Start of RECORDS FOR PROCESSING

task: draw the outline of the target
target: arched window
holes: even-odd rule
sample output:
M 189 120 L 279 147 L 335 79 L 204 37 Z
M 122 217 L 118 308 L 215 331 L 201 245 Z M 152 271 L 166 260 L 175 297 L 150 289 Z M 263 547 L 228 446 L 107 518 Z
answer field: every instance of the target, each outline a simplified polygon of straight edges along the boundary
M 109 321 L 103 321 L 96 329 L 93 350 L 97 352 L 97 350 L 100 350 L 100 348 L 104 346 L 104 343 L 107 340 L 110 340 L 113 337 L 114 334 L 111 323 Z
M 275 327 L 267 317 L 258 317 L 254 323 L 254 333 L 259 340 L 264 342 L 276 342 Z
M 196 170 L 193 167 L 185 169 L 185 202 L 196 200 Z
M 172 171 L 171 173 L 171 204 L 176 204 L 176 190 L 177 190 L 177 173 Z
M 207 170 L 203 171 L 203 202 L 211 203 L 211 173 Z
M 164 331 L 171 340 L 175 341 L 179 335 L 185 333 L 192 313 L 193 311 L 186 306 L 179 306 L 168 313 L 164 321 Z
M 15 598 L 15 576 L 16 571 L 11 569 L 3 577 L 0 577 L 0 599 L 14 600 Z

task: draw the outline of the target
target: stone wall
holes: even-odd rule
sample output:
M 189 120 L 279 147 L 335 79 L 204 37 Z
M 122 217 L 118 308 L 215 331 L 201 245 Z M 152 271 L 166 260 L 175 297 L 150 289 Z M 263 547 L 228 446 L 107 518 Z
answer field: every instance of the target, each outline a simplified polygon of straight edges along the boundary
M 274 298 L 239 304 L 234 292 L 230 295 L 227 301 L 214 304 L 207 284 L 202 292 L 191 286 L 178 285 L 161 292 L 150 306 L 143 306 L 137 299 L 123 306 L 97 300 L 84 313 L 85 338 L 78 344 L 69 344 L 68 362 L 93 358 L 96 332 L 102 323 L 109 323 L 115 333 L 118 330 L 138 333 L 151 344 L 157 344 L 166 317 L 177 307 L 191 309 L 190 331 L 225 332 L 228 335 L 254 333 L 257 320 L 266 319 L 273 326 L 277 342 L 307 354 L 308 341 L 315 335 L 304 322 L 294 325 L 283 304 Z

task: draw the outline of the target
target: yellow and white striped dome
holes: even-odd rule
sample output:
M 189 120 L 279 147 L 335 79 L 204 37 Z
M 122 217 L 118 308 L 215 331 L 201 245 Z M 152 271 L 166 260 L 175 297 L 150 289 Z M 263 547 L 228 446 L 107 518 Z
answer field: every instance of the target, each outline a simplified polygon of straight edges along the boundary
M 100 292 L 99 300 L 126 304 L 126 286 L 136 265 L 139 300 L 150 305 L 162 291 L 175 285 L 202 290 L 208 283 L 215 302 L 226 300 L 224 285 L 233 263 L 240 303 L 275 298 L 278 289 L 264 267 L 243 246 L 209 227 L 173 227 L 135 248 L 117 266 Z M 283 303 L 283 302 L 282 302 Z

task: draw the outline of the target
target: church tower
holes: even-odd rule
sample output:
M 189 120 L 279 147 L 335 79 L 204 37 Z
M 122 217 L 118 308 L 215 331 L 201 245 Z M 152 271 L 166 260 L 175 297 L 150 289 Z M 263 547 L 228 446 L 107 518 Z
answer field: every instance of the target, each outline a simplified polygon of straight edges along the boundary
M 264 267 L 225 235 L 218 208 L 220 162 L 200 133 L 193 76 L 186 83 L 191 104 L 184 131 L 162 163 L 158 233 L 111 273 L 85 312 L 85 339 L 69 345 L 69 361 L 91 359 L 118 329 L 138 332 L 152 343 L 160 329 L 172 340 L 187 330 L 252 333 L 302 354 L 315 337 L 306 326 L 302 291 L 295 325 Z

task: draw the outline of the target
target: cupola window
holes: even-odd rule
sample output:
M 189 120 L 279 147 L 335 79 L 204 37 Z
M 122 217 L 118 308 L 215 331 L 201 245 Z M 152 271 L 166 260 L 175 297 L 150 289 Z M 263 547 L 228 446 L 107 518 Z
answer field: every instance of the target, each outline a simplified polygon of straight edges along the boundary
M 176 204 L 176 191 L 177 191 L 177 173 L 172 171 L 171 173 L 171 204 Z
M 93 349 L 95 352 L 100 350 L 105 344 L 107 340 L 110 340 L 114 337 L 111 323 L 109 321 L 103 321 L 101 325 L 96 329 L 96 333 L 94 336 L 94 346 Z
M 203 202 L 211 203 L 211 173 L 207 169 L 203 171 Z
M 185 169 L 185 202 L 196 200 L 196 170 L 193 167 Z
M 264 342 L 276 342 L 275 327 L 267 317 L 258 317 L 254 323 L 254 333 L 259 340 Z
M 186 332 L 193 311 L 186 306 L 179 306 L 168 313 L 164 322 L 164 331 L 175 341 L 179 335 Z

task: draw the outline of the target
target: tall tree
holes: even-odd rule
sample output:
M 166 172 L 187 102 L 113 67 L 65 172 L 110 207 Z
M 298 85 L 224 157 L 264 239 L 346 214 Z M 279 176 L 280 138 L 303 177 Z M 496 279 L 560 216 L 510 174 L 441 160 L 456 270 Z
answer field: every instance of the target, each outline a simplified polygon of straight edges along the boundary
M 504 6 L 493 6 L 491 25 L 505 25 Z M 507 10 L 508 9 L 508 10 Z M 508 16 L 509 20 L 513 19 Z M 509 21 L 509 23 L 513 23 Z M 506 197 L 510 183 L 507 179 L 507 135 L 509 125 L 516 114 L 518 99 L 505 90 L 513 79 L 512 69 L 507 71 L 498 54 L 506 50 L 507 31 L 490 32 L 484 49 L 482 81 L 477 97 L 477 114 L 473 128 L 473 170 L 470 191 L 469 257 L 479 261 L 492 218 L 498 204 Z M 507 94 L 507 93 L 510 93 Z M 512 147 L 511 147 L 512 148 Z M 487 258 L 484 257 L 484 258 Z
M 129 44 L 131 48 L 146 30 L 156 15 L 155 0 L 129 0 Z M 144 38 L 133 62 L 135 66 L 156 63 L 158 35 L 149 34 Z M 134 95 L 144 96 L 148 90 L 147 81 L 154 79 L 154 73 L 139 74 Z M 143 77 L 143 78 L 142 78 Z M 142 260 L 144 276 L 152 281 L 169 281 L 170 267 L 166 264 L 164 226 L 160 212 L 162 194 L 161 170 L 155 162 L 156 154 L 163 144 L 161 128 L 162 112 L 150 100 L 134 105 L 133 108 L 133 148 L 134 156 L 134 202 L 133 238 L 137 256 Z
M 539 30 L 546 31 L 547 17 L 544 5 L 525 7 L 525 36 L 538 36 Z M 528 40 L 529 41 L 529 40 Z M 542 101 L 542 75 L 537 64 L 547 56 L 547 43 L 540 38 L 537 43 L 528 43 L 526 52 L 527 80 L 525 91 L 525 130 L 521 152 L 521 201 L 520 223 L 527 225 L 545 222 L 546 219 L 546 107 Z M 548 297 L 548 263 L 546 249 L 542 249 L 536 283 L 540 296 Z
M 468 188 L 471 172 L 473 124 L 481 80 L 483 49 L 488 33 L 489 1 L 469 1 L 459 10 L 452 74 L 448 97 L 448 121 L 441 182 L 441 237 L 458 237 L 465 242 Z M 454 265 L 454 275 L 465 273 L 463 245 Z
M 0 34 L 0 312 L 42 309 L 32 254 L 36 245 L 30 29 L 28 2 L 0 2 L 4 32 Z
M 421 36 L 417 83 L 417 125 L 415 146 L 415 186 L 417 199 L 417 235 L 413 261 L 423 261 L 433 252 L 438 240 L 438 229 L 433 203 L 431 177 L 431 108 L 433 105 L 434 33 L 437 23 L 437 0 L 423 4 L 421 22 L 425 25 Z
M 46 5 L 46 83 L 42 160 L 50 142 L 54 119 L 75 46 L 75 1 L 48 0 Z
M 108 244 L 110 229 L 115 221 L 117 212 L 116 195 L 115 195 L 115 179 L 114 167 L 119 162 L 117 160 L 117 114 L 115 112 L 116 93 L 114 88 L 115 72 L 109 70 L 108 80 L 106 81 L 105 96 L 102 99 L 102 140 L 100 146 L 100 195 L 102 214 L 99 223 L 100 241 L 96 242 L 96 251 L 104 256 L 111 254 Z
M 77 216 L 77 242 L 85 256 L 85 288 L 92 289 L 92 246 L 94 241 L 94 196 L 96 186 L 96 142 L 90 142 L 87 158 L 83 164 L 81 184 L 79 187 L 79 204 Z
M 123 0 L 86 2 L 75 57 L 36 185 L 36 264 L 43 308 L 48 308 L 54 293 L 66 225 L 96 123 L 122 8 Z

End of RECORDS FOR PROCESSING

→ **HOW TO COMPLETE THIS TASK**:
The number of lines in the records that include "window" is what is needed, with no other words.

→ **RESULT FOR THIS EXERCISE**:
2